> **Kutipan Teks**:
· · ·

Lompat ke konten Lompat ke sidebar Lompat ke footer

Tidak kelain hati (Dilema atau Delima)



Beberapa minggu yang lalu, saya berbincang dengan seorang ikhwan. Beliau menikah sekitar satu tahun yang lalu. Dalam kesempatan itu, kami berbincang tentang rumah tangga. Meskipun saya belum menikah, insyaallah sudah ada gambaran melangkah kesana.
Sahabat saya bercerita panjang lebar tentang lika-liku pernikahannya. Dari proses pengajuan proposal, ta’aruf, khitbah sampai pada prosesi pernikahan. Sayapun larut berimajinasi dengan ceritanya. Dan saya hanya bisa berdetak kagum. Sungguh perjuangan yang luarbiasa.
Masalah yang umum dalam pernikahan biasanya adalah pihak keluarga. Akhwat sudah oke, ikhwan juga oke. Tinggal orangtuanya. Teman saya tadi, dia mendapat masalah terkait tempat tinggal. Pihak keluarga ikhwan ingin agar setelah menikah tinggal dirumahnya. Begitu juga keluarga akhwat. Memang begitulah orang tua, terkadang kita tak bisa memahami apa yang menjadi jalan pikirannya.
Masalah tak cukup disitu. Lanjut pada pembahasan resepsi. Ini juga riskan dengan perbedaan. Tetapi alhamdulillah teman saya berhasil menyelesaikan itu semua.
“Menikah bukanlah akhir, melainkan awal memasuki gerbang baru dan tanggungjawab baru”
Begitulah kira-kira saya menggambarkannya. Dunia baru dan tanggungjawab baru. Siapapun akan mengalaminya. Siapapun menginginkannya. Karena jodoh itu sudah pasti, mekipun kapan, dengan siapa dan bagaimana itu menjadi rahasia Allah SWT. Maka jodoh perlu dijemput, karena jodoh ada ditangan ALLAH.

· · ·

> **Soal Latihan**:
(a) Ulangi kata demi kata bagian kutipan tentang pernikahan mulai dari "Lompat ke konten" sampai dengan "gambaran melangkah kesana.".
(b) Lanjutkan kutipan tentang pernikahan setelah kalimat terakhirnya.
Daftar berikut merupakan materi tersendiri, terpisah dari kutipan tentang pernikahan.

· · ·

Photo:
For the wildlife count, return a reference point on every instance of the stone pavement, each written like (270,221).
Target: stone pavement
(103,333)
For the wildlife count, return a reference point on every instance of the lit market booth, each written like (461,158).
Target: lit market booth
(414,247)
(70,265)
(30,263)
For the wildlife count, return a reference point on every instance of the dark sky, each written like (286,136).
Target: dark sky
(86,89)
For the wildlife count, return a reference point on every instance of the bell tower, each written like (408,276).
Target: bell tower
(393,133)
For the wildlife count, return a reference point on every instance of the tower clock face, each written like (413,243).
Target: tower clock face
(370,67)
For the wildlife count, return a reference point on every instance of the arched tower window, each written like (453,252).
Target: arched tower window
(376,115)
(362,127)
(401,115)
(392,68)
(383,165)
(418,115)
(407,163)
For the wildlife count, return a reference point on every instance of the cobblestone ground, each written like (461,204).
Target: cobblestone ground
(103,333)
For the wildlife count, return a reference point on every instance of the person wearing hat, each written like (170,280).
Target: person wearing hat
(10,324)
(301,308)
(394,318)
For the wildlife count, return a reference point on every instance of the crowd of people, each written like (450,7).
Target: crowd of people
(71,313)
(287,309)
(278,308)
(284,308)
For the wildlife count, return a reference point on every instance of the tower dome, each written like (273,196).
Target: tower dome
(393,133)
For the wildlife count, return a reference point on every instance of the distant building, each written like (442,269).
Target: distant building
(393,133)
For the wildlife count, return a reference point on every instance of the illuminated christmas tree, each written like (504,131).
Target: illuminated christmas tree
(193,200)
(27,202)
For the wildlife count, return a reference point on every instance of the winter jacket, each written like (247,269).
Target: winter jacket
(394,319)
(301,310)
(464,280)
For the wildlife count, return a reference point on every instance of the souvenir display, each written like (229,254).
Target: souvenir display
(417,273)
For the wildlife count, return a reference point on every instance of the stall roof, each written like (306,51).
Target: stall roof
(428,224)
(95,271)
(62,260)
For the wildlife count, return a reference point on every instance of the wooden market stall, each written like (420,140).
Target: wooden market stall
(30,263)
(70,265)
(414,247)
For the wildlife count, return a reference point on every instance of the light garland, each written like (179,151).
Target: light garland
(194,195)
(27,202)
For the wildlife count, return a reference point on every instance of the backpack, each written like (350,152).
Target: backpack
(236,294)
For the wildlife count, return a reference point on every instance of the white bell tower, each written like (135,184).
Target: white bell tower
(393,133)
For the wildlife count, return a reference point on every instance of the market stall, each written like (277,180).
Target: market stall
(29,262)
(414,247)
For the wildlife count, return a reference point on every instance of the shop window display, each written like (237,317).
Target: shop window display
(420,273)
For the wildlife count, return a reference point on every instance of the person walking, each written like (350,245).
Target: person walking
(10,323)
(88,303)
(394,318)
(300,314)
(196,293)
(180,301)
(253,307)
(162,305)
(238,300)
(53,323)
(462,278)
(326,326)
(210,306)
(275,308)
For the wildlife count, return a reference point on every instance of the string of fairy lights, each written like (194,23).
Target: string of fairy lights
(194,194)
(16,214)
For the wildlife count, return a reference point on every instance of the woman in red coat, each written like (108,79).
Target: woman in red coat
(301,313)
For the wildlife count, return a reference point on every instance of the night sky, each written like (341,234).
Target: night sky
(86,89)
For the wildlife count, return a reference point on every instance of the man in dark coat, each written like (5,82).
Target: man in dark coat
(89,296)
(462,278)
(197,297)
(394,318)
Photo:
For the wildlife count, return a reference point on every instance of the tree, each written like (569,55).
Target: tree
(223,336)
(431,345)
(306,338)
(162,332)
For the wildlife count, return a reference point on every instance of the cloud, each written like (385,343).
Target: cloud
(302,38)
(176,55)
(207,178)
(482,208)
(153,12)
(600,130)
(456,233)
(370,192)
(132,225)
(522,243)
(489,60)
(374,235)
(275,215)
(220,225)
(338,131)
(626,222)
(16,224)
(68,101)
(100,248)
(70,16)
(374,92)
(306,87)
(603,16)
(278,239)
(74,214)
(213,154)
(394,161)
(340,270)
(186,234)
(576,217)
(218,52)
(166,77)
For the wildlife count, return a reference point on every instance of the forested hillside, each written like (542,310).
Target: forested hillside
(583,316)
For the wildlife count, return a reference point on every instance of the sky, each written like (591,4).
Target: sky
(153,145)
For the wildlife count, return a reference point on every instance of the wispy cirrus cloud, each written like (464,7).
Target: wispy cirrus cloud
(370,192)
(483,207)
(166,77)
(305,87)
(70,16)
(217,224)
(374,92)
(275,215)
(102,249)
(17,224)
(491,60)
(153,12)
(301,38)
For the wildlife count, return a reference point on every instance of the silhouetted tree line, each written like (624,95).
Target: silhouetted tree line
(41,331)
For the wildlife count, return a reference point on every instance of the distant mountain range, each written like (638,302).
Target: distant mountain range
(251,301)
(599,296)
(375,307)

· · ·

> **Jawaban Tiap Soal**:
(a)
Lompat ke konten Lompat ke sidebar Lompat ke footer

Tidak kelain hati (Dilema atau Delima)



Beberapa minggu yang lalu, saya berbincang dengan seorang ikhwan. Beliau menikah sekitar satu tahun yang lalu. Dalam kesempatan itu, kami berbincang tentang rumah tangga. Meskipun saya belum menikah, insyaallah sudah ada gambaran melangkah kesana.

(b)
Lain ladang lain belalang, lain orang lain kisah hidupnya. Teman saya yang lain, dia bercerita masih dalam topik yang sama. Dia sudah berta’aruf dan si akhwat sudah mengiyakan. Lagi-lagi orangtuanya tidak setuju. Akhirnya pernikahan tidak jadi.
Lanjut dengan ta’aruf yang kedua. Dia sudah oke dan akhwatnya juga sudah setuju. Bahkan orangtua ikhwan sudah bersilaturahim ke keluarga akhwat. “namanya belum jodoh” begitulah komentar teman saya. Akhirnya ta’aruf kedua inipun gagal.
Merenungi tentang pernikahan memang sebuah misteri illahi. Tak bisa dipaksakan. Tak bisa ditebak. Akhirnya saya berpendapat bahwa “jodoh boleh diharapkan, tapi tak boleh dipaksakan”. “kita boleh mencintai, tapi tetap luruskan niat hanya karena Illahi Rabbi Allah Rabbul Izzati”.
Saya jadi teringat dengan do’a tahajud. Meskipun saya tak hafal, paling tidak ada yang masih terkenang diingatan saya. Do’a tahajud mengagungkan Allah SWT. Diawali dengan pengakuan bahwa Ilmu ALLAH SWT lebih hebat. Karena Allah SWT mengetahui apa yang ada didalam lubuk hati dan mengetahui masa depan. Allah SWT juga tahu siapa yang terbaik untuk kita dan mengetahui yang cocok untuk kita. maka, boleh jadi kita mnilai seseorang itu sempurna dan baik, namun menurut ALLAH SWT tidak demikian. Begitu juga sebaliknya. Maka dari itu, kepasrahan setelah berikhtiar mutlak dibutuhkan. Yakin dengan harapan memang harus, tetapi menyerahkan hasil kepada yang Maha Mencitakan itu wajib.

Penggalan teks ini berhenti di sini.